--- start DOCUMENT SEGMENT ---

Saturday, April 25, 2015

Dharam Sankat Mein: Review

Fuwad Khan’s Dharam Sankat Mein starts brightly, hits some beautiful high notes towards the middle, and then proceeds to let itself down. At half-time, I was half-expecting this to be the next Tere Bin Laden, a film that’s satirical and perceptive, but doesn’t take itself too seriously. At an hour and 45 minutes, I revised my expectations down to Vicky Donor levels: great premise, strange ending. By the time the film crossed the 2-hour mark, I would have settled for anything better than the aman ki asha climax of PK.

--- end DOCUMENT SEGMENT ---

**WRITTEN PROBLEM A:** Find every line in the rows below that contains the string "white", and copy each one out. Case counts.
**WRITTEN PROBLEM B:** Please take the film review above further, picking up right after its final sentence.

--- start ROWS ---

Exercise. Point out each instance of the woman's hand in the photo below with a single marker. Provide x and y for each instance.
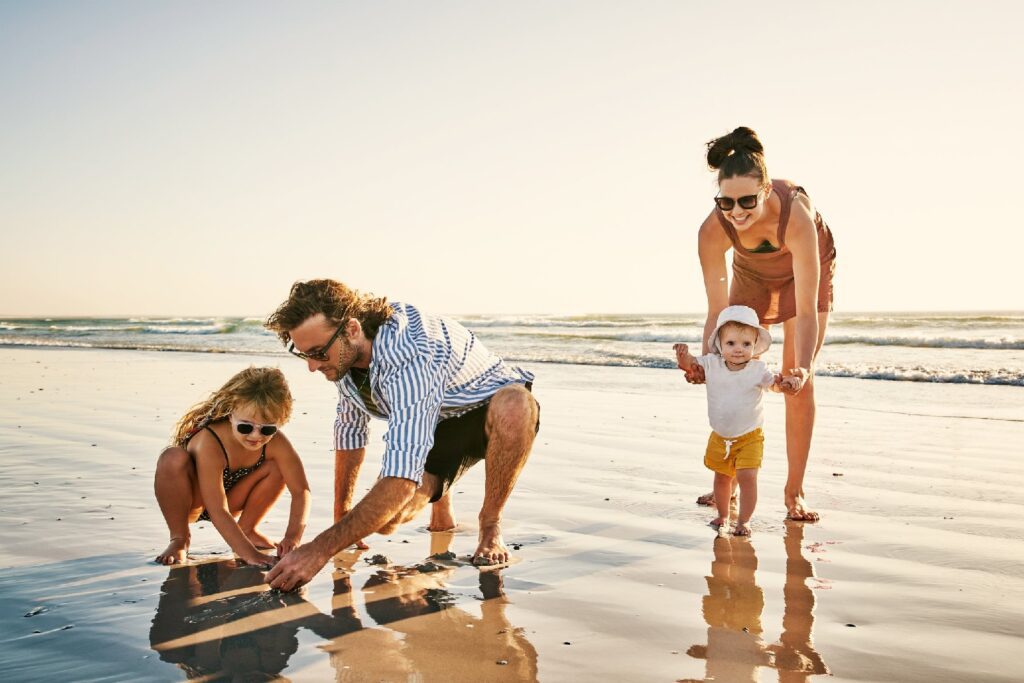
(795, 380)
(685, 361)
(695, 374)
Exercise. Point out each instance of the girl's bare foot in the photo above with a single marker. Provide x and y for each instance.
(175, 553)
(261, 542)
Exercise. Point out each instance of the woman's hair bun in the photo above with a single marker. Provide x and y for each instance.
(742, 140)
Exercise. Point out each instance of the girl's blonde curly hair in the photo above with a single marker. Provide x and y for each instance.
(261, 388)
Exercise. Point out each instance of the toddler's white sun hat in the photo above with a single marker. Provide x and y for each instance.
(745, 315)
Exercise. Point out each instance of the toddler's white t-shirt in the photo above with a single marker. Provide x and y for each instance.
(734, 404)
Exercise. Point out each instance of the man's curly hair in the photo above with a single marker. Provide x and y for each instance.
(337, 301)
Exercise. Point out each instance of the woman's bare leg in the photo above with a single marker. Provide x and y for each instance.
(177, 494)
(800, 414)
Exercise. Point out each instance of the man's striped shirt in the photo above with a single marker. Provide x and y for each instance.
(423, 369)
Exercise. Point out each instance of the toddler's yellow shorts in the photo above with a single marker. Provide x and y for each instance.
(740, 453)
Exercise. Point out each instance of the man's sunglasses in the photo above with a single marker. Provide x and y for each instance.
(747, 202)
(320, 353)
(248, 427)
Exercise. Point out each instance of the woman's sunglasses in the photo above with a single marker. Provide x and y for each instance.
(248, 427)
(745, 202)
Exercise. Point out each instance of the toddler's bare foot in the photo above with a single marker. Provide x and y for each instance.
(708, 500)
(175, 553)
(257, 539)
(798, 510)
(492, 548)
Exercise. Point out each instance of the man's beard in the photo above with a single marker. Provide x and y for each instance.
(347, 356)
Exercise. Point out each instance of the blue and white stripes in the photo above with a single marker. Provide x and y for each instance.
(423, 369)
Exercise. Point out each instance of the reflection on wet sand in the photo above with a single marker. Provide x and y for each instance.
(219, 621)
(735, 649)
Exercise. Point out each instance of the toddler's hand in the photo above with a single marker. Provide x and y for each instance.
(682, 350)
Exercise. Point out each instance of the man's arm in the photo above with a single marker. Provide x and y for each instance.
(347, 463)
(346, 470)
(379, 506)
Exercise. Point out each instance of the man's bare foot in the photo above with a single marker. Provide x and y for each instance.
(441, 516)
(175, 553)
(492, 549)
(798, 510)
(257, 539)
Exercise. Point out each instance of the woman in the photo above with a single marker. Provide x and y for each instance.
(782, 266)
(229, 459)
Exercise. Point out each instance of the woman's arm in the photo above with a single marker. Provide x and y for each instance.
(210, 469)
(802, 239)
(713, 244)
(290, 466)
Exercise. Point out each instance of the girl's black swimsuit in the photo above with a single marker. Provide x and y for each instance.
(231, 477)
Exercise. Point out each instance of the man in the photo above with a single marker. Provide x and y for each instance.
(449, 402)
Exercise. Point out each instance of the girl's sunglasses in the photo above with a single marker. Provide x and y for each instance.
(248, 427)
(747, 202)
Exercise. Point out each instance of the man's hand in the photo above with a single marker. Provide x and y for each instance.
(298, 567)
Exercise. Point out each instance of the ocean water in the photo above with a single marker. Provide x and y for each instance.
(971, 348)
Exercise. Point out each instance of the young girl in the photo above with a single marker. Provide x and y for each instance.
(228, 458)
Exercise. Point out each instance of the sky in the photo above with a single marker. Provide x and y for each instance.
(196, 159)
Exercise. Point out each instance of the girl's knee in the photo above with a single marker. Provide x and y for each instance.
(272, 472)
(174, 460)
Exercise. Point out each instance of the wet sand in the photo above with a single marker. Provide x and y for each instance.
(914, 573)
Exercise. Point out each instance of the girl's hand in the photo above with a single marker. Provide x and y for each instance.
(286, 546)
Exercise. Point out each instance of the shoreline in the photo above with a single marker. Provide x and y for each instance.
(916, 547)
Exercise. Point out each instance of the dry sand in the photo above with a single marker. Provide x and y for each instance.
(914, 572)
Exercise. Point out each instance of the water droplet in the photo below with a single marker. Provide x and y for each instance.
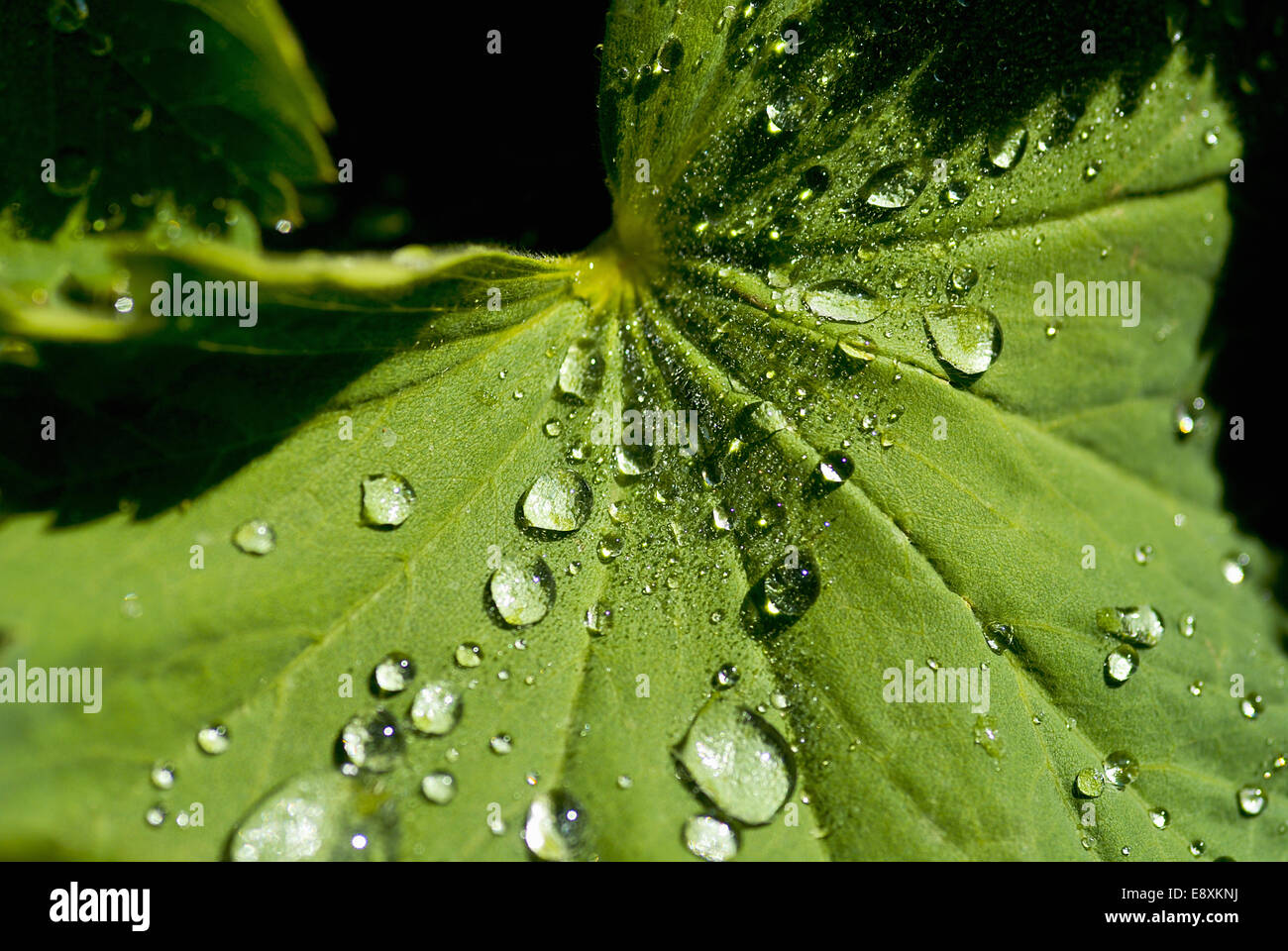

--- end ROWS ---

**WRITTEN REPLY A:**
Exercise. Point out each instance of the toddler's white sun hat in the photo above with a single marker. Provide x and y for each instance.
Exercise. Point out each instance of the toddler's white t-shirt in the photo above with a single marker. Provide x and y for each instance.
Exercise. Point out each instance of the blue and white stripes in the photo above with a single marker. Provide x and y for each instance.

**WRITTEN REPLY B:**
PK and Dharam Sankat Mein have a lot more in common than an inability to close well. Both are satires about religion as practised in modern India, but from differing perspectives. The central conceit of PK was that only an alien could show us how silly and corrupt organized religion really is. Aamir Khan’s alien was the ultimate outsider, whereas Paresh Rawal’s Dharam Pal is a reluctant insider. The 50-year-old head of a catering business in Ahmedabad, Dharam is a Brahmin who enjoys the occasional drink, wears a sacred thread but pokes fun at his son for becoming overly devout in order to impress his potential father-in-law. It’s a canny portrait of a certain type of middle-class Indian: religious on the surface, but actually just trying not to make waves.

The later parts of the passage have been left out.